» EXTRACT TO READ
Question

Hisat2 on multiple paired-end input

1

Entering edit mode

8.0 years ago

dovah ▴ 40

Hi there :)

I'm working with D. melanogaster, and trying to align Illumina paired-end reads to reference genome using Hisat2. My ultimate goal is to quantify the detected isoforms. However, I have a problem with the output, as the resulting *.sam file has no alignment inside (has only lines starting with @HD and @SQ with no alignments).

The reference genome I use is: Drosophila_melanogaster.BDGP6.31.dna.genome.fa (from Ensembl). The annotation I use is: Drosophila_melanogaster.BDGP6.84.gtf (also from Ensembl). For hisat2 manual, I'm using: https://ccb.jhu.edu/software/hisat2/manual.shtml#running-hisat2 .

The sequencing center provided me multiple files (70 x 2) in .fastq format. I've renamed them as: 001_R1.fastq, 002_R2.fastq, 002_R1.fastq, 002_R2.fastq ... etc. 001_R1.fastq and 001_R2.fastq are thus paired. Reads were trimmed with cutadapt.

I first indexed the reference : hisat2-build Drosophila_melanogaster.BDGP6.31.dna.genome.fa. This worked fine, I have 8x *.ht2 files in my directory. Then, I extracted the splice sites from the ref: extract_splice_sites.py Drosophila_melanogaster.BDGP6.84.gtf. This also worked fine, I have a *.splices.txt in my directory.

» RECORD EXCERPTS
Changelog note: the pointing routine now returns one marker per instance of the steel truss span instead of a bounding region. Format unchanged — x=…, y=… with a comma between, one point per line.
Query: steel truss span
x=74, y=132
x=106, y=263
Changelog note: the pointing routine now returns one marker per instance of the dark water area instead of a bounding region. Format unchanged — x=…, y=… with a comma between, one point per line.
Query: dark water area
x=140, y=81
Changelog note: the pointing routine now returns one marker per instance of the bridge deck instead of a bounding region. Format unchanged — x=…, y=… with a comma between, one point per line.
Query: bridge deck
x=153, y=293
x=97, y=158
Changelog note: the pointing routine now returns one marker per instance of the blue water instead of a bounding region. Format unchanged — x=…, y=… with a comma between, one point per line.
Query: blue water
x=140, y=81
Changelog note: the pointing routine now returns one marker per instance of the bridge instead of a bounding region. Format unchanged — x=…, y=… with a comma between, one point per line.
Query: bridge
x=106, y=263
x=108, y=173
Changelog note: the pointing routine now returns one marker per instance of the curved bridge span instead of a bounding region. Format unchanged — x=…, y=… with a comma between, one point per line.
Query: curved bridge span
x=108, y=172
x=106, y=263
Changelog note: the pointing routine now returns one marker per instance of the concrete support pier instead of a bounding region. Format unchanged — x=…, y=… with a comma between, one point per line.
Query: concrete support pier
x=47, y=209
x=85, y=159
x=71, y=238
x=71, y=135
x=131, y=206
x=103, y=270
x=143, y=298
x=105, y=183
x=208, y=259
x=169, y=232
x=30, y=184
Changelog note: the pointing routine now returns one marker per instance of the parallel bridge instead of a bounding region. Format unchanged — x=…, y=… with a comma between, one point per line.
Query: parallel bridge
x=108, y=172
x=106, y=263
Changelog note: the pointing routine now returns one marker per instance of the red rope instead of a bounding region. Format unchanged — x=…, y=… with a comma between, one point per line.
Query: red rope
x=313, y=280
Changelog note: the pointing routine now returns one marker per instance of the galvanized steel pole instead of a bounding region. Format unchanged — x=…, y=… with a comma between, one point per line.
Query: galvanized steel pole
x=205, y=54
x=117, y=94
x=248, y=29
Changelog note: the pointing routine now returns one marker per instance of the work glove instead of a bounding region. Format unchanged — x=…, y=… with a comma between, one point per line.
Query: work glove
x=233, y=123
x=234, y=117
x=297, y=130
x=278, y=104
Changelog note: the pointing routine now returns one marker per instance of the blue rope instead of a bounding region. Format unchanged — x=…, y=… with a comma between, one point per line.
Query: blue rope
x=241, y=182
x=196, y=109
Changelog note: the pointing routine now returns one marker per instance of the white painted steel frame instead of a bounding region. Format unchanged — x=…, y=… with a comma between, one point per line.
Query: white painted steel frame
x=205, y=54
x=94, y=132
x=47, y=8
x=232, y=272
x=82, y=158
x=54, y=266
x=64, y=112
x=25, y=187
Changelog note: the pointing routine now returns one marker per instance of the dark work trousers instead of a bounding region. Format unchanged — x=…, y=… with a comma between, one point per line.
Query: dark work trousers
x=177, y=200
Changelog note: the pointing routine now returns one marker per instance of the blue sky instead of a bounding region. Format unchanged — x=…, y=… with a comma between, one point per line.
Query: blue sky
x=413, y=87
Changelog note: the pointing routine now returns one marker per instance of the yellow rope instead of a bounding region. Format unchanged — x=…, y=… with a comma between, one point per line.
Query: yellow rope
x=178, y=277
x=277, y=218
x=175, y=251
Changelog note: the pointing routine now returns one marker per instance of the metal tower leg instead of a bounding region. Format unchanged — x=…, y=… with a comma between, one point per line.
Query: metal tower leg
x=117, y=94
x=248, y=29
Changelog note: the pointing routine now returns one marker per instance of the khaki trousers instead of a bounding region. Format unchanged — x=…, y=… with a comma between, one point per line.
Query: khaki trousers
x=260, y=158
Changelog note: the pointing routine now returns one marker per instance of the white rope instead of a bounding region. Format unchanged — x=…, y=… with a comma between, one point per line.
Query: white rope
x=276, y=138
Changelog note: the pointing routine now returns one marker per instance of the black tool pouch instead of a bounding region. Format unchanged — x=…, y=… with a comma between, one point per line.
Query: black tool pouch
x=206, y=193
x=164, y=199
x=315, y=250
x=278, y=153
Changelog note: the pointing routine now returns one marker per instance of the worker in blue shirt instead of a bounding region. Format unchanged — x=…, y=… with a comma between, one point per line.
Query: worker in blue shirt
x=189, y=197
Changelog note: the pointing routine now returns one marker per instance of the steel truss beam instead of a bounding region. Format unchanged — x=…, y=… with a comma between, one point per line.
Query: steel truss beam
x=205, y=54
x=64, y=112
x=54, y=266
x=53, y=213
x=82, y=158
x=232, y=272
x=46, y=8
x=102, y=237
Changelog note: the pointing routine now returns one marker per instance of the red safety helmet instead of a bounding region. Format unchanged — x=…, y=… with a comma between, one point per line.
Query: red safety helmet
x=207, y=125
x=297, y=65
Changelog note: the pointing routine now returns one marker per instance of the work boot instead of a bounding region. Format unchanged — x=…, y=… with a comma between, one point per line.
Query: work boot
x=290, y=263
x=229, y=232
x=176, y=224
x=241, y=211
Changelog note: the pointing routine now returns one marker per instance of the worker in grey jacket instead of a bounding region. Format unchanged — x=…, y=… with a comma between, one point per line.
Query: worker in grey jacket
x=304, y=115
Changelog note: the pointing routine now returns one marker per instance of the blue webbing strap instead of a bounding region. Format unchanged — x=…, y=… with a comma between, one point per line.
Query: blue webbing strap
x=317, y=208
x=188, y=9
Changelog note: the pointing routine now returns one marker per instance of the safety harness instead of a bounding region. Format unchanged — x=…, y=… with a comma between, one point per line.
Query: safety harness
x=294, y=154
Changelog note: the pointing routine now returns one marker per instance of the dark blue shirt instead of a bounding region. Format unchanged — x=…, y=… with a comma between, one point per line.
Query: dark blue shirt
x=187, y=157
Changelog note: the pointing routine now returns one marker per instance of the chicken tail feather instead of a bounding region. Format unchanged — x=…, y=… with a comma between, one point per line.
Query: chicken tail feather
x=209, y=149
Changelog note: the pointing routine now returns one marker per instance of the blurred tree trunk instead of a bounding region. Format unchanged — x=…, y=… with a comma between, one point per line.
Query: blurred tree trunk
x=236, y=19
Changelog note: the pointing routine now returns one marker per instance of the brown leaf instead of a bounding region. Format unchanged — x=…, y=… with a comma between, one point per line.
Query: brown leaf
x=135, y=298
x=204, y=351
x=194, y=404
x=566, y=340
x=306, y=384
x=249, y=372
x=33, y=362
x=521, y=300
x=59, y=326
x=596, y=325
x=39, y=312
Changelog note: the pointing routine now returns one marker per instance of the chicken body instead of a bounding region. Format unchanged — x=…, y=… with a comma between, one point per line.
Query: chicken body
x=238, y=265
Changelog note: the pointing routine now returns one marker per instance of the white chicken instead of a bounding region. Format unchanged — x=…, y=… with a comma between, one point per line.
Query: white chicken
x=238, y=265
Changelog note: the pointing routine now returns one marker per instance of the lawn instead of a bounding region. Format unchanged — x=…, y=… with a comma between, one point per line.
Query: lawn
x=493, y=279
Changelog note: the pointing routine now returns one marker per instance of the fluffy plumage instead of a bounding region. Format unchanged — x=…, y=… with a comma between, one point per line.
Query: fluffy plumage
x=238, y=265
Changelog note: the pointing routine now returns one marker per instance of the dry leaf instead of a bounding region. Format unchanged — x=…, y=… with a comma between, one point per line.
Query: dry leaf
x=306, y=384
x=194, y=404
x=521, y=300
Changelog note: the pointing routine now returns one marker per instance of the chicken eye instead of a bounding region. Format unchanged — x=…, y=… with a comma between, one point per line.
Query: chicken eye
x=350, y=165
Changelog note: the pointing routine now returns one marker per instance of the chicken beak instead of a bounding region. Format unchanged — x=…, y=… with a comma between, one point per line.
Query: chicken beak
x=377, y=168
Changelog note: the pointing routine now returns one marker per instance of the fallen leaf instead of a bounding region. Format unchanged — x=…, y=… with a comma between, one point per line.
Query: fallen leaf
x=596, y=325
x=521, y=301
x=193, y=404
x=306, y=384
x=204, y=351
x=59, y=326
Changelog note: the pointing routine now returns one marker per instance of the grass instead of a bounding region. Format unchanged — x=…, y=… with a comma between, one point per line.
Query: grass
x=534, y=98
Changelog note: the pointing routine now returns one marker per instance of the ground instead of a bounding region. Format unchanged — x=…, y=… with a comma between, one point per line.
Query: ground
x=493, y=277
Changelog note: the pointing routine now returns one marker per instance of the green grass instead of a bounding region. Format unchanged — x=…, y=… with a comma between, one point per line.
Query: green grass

» TASK STATEMENT
In the Hisat2 post, how many *.ht2 files did indexing the reference genome produce? Rely only on the Hisat2 post; the items play no part in the answer.

» YOUR RESPONSE
Eight *.ht2 files.